* Records shown
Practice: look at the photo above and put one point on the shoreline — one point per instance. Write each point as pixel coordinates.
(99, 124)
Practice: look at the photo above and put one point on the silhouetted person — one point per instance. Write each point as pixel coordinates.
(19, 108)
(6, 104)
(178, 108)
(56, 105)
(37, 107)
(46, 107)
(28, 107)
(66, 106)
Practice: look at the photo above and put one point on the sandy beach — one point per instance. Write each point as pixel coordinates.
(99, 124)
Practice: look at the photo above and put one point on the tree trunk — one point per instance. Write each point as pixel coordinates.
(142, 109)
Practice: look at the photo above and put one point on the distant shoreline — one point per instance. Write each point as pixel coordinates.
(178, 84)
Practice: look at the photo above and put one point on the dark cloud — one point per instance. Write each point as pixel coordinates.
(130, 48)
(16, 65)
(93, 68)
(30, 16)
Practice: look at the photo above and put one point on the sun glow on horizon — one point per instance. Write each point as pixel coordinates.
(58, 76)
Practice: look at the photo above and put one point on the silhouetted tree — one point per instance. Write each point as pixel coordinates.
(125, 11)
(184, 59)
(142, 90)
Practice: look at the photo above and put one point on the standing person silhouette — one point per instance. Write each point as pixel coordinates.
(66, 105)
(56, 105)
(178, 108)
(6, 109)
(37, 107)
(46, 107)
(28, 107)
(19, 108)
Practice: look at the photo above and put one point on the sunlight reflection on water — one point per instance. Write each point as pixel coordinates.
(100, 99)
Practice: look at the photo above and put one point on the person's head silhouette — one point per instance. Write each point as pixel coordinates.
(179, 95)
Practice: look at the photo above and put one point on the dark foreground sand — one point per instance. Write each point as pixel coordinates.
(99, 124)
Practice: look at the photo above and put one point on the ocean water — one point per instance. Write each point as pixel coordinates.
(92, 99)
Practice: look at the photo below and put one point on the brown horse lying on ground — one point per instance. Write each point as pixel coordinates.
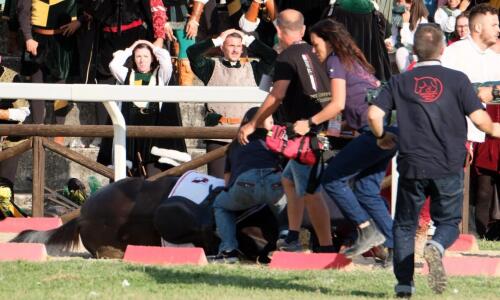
(134, 211)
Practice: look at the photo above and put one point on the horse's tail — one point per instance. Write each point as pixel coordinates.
(57, 241)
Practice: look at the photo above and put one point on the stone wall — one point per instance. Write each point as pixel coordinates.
(58, 169)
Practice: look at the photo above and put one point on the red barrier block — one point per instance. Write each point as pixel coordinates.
(17, 225)
(469, 266)
(22, 251)
(465, 242)
(308, 261)
(165, 255)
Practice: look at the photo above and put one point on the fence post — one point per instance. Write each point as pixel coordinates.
(38, 177)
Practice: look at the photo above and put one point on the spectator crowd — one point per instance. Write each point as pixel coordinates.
(432, 66)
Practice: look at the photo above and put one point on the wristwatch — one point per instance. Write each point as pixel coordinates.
(495, 92)
(382, 136)
(310, 122)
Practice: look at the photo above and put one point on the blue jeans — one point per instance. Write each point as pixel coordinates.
(251, 188)
(446, 212)
(299, 174)
(364, 163)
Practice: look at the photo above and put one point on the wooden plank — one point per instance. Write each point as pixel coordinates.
(107, 131)
(16, 150)
(216, 132)
(79, 158)
(193, 164)
(464, 227)
(38, 177)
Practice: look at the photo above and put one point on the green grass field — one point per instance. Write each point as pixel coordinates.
(105, 279)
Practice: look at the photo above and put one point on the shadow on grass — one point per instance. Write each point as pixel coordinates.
(176, 276)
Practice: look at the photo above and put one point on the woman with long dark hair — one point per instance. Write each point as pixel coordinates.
(361, 162)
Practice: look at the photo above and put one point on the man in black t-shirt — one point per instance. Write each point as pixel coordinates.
(300, 86)
(431, 103)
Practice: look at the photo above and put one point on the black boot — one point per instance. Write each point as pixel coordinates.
(368, 237)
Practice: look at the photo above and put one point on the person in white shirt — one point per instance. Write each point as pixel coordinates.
(414, 15)
(475, 56)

* Exercise requirements
Excluding the pictures, restate the records above word for word.

* Result for this exercise
Practice: look at the photo above and put one point on the shoreline — one point per instance. Write each point as pixel coordinates.
(99, 124)
Practice: look at the photo above and put one point on the silhouetted person — one point per instance. Write each point as pixel coordinates.
(19, 108)
(6, 104)
(178, 108)
(56, 105)
(37, 107)
(46, 107)
(28, 107)
(66, 106)
Practice: look at the photo above and put one point on the sandy beach — one point per instance. Write each point as pixel coordinates.
(99, 124)
Practice: look at the photo above and put one point on the tree trunk — one point per instance. Write each point as pixel coordinates.
(142, 109)
Practice: look at the photo above and put one point on the distant shoreline — one point per instance. Write each point as pixel coordinates.
(178, 84)
Practice: look at the photo above and put one point on the dark cloud — one point per instance. Write each point as pixel coordinates.
(130, 48)
(16, 65)
(93, 68)
(30, 16)
Practice: look at the photo above and put one point on the sun glow on horizon — one point per instance. Write each point as pixel coordinates.
(58, 76)
Practice: look at the photo above and put one point on the silhouetted tree — one point per instance. Write each point as pixel coordinates.
(125, 11)
(184, 59)
(142, 90)
Practice: look at the photo above and put one point on the standing person silhouette — one point per instance. Write each point as pixel coordinates.
(66, 105)
(56, 105)
(178, 108)
(6, 109)
(37, 107)
(46, 107)
(28, 107)
(19, 108)
Practice: look at the photo above and put one point on the sunlight reflection on water — one point per instance. Write each point as pixel coordinates.
(100, 99)
Practice: look at the photo above and put one point on the person's head silhouette — one point per instance. Write each point as pixel coordinates.
(179, 95)
Practice: look at the photo above and put one point on the dark foreground sand — one point per instance. Write each point as pixel coordinates.
(99, 124)
Practice: look at the photo above and put one point on the ocean water — one point per instance. Write each point as pixel coordinates.
(92, 99)
Practice: look at the photo below and put one point on the brown horse lying on ground — one point per instance. Write each point as pixel coordinates.
(134, 211)
Practice: look at the photo above and put one point on the horse's tail — one point per instance. Write each point as pixel coordinates.
(57, 241)
Practice: look at the photo above and put one point on the stone wall — one point per instance. Write each point as pixel coordinates.
(58, 169)
Practice: look at the photo above and put one point on the red barrier block — one point per instance. Write each point as pixel coordinates.
(17, 225)
(469, 266)
(22, 251)
(465, 242)
(308, 261)
(165, 255)
Practice: look at the photo above and put one point on the fence post — one point per instance. Write each point as pixel coordinates.
(38, 177)
Practice: look at the photo above and put one point on the spectator crowd — one point per instance. Write each point as pixel coordinates.
(432, 66)
Practice: look at the photo above and put one point on the wristwatch — one point per instance. Write each point as pixel coordinates.
(495, 92)
(382, 136)
(310, 122)
Practice: look at the photo above and put one point on the blue jeans — one point per instance. Write each point as pixel coordinates.
(251, 188)
(446, 212)
(299, 174)
(364, 163)
Practice: look at the photo above and put one point on the wooden plank — one point per instance. Write each point as pixel coordinates.
(107, 131)
(16, 150)
(216, 132)
(79, 158)
(193, 164)
(464, 227)
(38, 177)
Practice: look at the photo above and put one point on the green grass field — one point per instance. Write each point as pixel coordinates.
(105, 279)
Practice: look at the photo above and put one point on the shadow on grass — one point per instance. Write each point as pixel coordinates.
(176, 276)
Practice: look at the photo above and put one point on the woman with long dark hair — one point per instance. Write each point as pixel coordinates.
(361, 162)
Practice: look at the photo above and put one point on the man in black t-shirt — one point per instance. Write each point as pixel coordinates.
(300, 86)
(431, 103)
Practice: look at the photo above and put one point on the black boot — one point per instance. Write each point as pixel coordinates.
(368, 237)
Practice: look at the photo above and put one point on the person in white shirt — one point per instance. Write each point as pixel coordinates.
(414, 15)
(475, 56)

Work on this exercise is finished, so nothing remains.